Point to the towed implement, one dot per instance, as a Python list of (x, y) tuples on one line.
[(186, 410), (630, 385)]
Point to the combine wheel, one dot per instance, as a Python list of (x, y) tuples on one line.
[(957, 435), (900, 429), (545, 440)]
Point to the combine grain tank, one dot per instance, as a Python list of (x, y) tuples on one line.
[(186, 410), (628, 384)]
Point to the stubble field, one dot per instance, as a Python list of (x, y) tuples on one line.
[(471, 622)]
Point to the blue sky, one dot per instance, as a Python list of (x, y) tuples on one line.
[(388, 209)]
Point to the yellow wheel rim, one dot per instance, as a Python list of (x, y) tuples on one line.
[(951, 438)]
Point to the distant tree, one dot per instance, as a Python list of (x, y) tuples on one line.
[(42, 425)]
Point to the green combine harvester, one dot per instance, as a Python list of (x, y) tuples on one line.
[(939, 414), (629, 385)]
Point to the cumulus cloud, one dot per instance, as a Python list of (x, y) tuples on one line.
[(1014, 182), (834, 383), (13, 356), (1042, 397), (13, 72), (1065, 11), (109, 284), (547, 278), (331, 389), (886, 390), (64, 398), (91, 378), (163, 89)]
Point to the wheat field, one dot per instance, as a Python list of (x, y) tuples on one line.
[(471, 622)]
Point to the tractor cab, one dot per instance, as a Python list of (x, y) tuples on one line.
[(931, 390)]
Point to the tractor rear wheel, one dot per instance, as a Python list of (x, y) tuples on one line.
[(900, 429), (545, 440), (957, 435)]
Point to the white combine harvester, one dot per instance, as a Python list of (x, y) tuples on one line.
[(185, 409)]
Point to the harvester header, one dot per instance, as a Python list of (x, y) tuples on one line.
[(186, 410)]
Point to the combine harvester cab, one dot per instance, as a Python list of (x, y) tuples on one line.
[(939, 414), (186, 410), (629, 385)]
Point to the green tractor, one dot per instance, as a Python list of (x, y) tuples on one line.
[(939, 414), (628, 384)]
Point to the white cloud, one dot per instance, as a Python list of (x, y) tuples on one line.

** GIVEN TASK **
Rewrite each row above, changing "on one line" to "on a single line" and leaving everything else untouched.

** EXPECTED ANSWER **
Point to the towed implement, one dot per instance, as a Python list of (x, y) tuples on a single line.
[(186, 410), (630, 385)]
Point to the combine wheel, one dot per instance, as a Python list of (x, y) tuples on a single line.
[(957, 435), (900, 429), (545, 440)]
Point to the combine grain tank, one dot per instance, as a Python list of (x, y) tuples on a single line.
[(186, 410), (628, 384)]
Point to the stubble field, one dot per instance, as a Python list of (x, y) tuples on a single line.
[(471, 622)]
Point to the blue sky, one dot per instance, as a Python list of (x, y) tuples on a single line.
[(388, 209)]
Point to the yellow wheel rim, one dot per instance, as a Python list of (x, y) tuples on a single line.
[(951, 438)]
Point to the distant tree, one dot per instance, as a Python list of (x, y) tuples on a single line.
[(42, 425)]
Point to the green combine harvester, one dot per instance, as a Python list of (x, y) tuples on a single line.
[(939, 414), (629, 385)]
Point to the cumulus cloud, one dot per instance, as a Python list of (x, y) tuples on a single line.
[(1014, 182), (834, 383), (13, 356), (1042, 397), (13, 72), (1065, 11), (109, 284), (547, 278), (331, 389), (886, 390), (64, 398), (91, 378), (163, 89)]
Point to the wheat field, one dot per instance, as a Python list of (x, y) tuples on a single line.
[(471, 622)]
Point to the tractor cab, one dot per instance, as a Python list of (x, y) tuples on a single line.
[(931, 390)]
Point to the tractor rear wheel, one dot per instance, as a Python list of (x, y) tuples on a single line.
[(900, 429), (545, 440), (957, 435)]
Point to the white combine harvester, one dot per instance, as a Python list of (x, y) tuples on a single line.
[(185, 409)]
Point to the harvester header, one dot per instance, as a Python list of (x, y) tuples on a single line.
[(186, 410)]
Point to the combine harvester cab, one dot per instance, as a Python list of (x, y) tuples on a single line.
[(939, 414), (186, 410), (629, 385)]
Point to the green tractor, one dot per instance, as a Python list of (x, y) tuples on a single line.
[(939, 414), (628, 384)]
Point to the white cloud, one dot per instance, as a Python list of (x, y) tuples on a single line.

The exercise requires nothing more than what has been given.